### DIRECTION
Write out each of the rows below without changing a single character.

### EXCERPTED DATA
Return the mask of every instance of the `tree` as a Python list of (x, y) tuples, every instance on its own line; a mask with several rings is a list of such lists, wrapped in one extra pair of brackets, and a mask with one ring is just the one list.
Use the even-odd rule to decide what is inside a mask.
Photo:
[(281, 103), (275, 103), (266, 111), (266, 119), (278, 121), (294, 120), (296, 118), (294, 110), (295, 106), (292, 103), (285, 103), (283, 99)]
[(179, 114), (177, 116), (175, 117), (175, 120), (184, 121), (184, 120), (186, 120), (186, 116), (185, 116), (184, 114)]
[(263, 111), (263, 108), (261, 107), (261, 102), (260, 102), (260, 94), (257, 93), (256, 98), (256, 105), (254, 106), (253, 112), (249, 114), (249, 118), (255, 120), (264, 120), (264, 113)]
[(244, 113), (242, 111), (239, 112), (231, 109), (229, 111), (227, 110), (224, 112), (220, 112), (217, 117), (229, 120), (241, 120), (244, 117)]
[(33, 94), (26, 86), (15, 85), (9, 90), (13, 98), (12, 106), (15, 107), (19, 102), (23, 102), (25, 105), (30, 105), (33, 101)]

### SOLVED EXERCISE
Return the mask of every instance of the `tree` as a Python list of (x, y) tuples, every instance on its own line; a mask with several rings is a list of such lists, wrapped in one extra pair of brackets, and a mask with one ring is just the one list.
Use the even-odd rule to decide what is inside a mask.
Photo:
[(281, 103), (275, 103), (266, 111), (266, 119), (278, 121), (294, 120), (296, 118), (294, 110), (295, 106), (292, 103), (285, 103), (283, 99)]
[(179, 114), (177, 116), (175, 117), (175, 120), (184, 121), (184, 120), (186, 120), (186, 116), (185, 116), (184, 114)]
[(263, 111), (263, 108), (261, 107), (261, 102), (260, 102), (260, 94), (257, 93), (256, 98), (256, 105), (254, 106), (253, 112), (249, 114), (249, 118), (255, 120), (264, 120), (264, 113)]
[(244, 113), (242, 111), (239, 112), (231, 109), (229, 111), (227, 110), (224, 112), (220, 112), (217, 117), (229, 120), (241, 120), (244, 117)]
[(33, 94), (26, 86), (15, 85), (9, 90), (13, 98), (12, 106), (15, 107), (19, 102), (23, 102), (25, 105), (30, 105), (33, 101)]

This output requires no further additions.